Aim: Return the data unchanged, starting at its first line and stopping after the line that contains "261), (181, 290)]", with both of those lines included.
§ §
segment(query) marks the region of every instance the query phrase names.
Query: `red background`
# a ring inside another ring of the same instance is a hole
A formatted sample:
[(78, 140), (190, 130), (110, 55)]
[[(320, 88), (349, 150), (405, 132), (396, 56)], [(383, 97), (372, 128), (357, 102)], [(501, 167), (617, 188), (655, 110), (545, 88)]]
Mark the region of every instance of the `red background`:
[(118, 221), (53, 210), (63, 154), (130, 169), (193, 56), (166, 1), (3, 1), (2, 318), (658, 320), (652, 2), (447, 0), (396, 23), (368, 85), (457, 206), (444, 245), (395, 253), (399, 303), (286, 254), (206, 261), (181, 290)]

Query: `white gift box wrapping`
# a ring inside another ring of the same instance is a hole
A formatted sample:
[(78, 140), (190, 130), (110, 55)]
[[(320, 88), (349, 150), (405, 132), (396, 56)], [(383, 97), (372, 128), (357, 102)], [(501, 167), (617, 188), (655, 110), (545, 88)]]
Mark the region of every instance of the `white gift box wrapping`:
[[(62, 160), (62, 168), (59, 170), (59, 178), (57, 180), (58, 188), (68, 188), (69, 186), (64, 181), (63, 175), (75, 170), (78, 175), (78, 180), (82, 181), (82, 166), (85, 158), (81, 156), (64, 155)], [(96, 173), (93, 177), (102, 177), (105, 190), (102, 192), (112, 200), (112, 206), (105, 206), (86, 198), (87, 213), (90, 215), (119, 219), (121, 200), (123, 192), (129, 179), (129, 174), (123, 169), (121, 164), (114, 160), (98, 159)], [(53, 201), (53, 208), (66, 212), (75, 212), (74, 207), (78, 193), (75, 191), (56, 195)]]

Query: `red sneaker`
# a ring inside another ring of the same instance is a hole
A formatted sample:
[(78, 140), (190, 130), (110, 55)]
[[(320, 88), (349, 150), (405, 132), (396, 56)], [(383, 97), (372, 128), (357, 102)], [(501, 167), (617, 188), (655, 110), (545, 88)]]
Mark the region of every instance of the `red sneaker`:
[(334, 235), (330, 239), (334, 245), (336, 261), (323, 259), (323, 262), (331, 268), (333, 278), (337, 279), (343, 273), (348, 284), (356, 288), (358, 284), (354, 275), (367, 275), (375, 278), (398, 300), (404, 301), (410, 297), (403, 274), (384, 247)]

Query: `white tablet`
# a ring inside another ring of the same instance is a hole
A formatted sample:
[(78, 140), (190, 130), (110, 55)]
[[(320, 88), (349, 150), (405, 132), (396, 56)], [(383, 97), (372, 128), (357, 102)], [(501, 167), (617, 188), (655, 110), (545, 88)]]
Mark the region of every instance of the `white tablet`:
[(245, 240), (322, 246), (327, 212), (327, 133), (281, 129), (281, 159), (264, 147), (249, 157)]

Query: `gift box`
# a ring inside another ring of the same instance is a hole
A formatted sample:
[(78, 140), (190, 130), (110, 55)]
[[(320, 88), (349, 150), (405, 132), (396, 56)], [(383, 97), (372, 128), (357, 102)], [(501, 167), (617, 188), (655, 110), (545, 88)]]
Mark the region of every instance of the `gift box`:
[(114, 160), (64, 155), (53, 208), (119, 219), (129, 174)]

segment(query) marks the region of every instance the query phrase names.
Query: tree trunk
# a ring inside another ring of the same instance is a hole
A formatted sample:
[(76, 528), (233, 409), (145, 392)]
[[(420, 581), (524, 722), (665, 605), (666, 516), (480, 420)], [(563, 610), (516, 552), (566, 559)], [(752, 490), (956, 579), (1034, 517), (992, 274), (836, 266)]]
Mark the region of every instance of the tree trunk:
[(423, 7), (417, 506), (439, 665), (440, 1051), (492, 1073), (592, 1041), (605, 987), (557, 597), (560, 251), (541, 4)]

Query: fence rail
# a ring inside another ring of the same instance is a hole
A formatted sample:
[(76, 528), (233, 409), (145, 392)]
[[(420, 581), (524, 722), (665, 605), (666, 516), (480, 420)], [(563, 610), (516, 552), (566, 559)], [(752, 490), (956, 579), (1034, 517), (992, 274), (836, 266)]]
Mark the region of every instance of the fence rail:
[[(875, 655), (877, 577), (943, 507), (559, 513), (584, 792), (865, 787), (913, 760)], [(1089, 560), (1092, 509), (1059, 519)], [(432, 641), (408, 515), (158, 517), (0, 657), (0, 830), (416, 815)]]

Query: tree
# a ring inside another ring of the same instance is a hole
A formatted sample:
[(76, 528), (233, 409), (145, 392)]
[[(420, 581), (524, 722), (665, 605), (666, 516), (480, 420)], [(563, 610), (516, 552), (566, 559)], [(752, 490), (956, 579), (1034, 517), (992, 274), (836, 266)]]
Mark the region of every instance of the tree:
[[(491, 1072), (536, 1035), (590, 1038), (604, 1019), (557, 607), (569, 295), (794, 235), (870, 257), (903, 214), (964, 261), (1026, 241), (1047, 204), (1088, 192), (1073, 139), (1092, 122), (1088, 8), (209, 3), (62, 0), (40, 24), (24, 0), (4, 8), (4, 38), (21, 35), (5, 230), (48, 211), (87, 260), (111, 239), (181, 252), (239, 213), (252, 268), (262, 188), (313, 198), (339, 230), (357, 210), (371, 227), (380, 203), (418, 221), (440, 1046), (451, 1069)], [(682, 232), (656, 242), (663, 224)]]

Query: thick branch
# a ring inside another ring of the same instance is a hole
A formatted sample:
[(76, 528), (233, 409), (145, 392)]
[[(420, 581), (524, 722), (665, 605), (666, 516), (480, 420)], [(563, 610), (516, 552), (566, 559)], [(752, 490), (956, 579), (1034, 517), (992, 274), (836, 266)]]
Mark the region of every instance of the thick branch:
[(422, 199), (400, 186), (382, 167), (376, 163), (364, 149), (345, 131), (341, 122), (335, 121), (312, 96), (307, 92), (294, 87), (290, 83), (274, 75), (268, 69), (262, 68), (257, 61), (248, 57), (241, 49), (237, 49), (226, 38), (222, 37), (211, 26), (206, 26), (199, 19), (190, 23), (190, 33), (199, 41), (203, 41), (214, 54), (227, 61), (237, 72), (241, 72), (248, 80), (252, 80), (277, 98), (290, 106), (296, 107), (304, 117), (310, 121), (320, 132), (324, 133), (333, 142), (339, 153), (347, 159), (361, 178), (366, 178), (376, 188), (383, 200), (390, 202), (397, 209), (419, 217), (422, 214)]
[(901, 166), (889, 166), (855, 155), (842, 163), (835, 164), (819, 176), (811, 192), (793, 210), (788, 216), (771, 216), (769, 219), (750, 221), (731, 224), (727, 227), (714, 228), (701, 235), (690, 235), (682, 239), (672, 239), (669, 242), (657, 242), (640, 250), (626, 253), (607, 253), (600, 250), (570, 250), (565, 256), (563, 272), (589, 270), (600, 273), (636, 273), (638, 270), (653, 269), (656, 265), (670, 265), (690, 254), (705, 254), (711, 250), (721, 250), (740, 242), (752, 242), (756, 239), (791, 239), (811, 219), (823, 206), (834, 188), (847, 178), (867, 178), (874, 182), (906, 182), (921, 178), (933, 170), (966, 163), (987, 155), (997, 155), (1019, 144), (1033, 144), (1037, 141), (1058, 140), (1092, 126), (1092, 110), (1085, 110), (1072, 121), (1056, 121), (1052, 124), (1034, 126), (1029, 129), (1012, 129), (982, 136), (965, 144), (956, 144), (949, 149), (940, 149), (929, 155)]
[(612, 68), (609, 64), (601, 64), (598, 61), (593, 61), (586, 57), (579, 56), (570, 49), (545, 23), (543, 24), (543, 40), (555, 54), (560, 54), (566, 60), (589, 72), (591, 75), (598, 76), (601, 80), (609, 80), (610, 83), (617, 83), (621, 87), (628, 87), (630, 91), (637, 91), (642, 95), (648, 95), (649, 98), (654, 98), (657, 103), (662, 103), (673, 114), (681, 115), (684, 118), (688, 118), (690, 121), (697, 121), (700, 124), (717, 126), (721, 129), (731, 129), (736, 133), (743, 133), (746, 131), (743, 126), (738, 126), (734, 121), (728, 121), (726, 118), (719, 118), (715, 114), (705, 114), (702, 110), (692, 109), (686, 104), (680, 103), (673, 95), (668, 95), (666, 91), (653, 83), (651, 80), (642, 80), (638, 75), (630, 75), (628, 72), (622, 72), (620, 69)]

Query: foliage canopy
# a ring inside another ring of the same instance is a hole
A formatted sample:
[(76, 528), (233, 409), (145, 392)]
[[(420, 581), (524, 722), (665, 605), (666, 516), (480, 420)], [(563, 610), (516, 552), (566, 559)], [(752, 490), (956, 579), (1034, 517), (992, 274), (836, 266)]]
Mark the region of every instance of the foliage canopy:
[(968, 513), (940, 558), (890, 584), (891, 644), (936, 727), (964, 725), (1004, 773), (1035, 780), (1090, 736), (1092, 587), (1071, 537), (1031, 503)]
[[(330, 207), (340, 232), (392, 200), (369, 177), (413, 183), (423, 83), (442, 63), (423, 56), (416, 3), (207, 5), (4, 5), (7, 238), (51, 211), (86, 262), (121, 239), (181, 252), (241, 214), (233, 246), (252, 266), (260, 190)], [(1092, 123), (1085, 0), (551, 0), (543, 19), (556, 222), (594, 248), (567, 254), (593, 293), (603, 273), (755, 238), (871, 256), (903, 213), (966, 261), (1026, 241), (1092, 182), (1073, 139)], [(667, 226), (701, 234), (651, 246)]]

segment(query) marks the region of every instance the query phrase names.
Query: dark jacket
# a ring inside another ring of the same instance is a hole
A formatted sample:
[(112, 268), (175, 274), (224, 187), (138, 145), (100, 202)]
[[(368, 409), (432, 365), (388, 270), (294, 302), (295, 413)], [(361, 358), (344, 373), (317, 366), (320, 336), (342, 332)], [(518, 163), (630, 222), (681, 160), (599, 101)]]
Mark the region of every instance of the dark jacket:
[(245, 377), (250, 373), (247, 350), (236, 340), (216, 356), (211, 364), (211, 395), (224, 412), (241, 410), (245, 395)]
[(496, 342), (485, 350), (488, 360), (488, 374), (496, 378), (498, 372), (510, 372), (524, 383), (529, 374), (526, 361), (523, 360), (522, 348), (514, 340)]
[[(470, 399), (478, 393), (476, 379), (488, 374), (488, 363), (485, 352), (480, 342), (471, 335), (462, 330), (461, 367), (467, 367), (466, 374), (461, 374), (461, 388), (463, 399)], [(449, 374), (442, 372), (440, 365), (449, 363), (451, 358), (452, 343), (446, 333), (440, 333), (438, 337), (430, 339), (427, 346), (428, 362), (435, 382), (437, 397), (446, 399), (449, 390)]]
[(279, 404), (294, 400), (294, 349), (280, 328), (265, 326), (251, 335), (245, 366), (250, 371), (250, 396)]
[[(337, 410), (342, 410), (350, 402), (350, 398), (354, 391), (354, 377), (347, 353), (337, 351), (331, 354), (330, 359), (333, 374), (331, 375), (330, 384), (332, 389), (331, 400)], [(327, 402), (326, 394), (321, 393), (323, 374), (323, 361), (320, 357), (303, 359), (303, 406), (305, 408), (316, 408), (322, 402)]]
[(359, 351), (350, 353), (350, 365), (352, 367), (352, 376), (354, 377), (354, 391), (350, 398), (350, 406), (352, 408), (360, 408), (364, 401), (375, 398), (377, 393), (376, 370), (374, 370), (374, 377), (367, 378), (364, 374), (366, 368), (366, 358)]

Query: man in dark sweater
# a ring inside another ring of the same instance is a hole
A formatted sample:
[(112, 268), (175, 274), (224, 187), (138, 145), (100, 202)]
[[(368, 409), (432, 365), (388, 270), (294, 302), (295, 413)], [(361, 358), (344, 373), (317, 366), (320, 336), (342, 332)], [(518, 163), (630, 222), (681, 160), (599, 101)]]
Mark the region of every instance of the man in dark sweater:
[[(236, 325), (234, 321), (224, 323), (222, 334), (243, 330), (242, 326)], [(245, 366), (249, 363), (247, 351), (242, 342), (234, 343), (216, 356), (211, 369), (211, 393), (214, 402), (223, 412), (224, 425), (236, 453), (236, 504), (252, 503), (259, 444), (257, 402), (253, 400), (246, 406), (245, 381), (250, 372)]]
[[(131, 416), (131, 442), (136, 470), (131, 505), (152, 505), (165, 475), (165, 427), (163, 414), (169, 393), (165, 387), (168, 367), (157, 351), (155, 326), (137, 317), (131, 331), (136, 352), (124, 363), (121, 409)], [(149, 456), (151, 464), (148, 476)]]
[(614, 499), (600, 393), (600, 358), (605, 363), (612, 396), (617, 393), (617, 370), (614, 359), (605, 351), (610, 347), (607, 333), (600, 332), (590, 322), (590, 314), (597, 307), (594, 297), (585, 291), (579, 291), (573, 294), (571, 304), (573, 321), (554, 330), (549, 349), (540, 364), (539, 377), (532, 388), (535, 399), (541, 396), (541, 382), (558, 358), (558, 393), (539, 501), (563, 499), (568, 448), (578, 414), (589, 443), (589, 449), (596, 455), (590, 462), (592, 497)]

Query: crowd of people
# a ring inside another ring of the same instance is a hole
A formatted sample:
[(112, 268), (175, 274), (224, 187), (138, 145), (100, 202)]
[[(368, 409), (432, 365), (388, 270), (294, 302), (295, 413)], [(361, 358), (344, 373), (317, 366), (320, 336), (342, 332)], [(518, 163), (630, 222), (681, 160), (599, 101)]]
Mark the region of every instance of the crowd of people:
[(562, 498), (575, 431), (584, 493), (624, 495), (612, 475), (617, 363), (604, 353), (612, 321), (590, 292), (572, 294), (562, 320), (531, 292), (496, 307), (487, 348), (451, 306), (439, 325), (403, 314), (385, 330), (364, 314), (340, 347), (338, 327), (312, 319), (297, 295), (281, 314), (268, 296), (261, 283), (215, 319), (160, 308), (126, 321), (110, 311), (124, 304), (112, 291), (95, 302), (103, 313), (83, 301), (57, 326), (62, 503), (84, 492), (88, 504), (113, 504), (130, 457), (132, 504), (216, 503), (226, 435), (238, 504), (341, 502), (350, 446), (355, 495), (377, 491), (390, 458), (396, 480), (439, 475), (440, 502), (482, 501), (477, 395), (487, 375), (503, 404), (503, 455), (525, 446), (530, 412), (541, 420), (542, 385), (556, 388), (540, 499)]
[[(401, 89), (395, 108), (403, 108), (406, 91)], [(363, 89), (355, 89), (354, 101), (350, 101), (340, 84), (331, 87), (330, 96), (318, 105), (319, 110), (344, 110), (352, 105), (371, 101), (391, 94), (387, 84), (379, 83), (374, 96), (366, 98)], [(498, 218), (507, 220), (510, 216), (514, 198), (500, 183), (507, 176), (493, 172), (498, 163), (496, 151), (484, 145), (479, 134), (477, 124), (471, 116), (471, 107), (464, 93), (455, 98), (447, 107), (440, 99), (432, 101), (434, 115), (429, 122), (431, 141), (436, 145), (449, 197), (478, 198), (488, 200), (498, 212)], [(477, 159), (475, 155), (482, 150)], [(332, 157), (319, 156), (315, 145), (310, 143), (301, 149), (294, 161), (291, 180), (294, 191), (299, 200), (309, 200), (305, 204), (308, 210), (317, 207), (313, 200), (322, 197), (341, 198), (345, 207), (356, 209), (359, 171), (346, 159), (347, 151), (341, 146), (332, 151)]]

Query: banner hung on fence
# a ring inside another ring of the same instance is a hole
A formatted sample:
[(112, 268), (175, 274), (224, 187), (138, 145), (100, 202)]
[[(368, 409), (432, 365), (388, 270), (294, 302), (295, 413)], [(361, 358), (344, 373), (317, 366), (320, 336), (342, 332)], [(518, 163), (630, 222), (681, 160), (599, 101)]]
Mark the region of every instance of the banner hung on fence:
§ §
Solution for this task:
segment(query) marks the region of every instance the query phrase names.
Query: `red background`
# a ring inside another ring of the same instance is a hole
A formatted sample:
[(78, 140), (190, 130), (110, 55)]
[[(320, 88), (349, 150), (405, 132), (396, 56)], [(383, 97), (372, 128), (357, 102)], [(501, 167), (617, 188), (655, 110), (545, 88)]]
Mark the region of every instance of the `red background`:
[(118, 221), (53, 210), (63, 154), (130, 169), (193, 56), (166, 1), (3, 1), (2, 318), (658, 320), (652, 2), (447, 0), (396, 23), (368, 85), (457, 206), (444, 245), (395, 253), (399, 303), (286, 254), (206, 261), (181, 290)]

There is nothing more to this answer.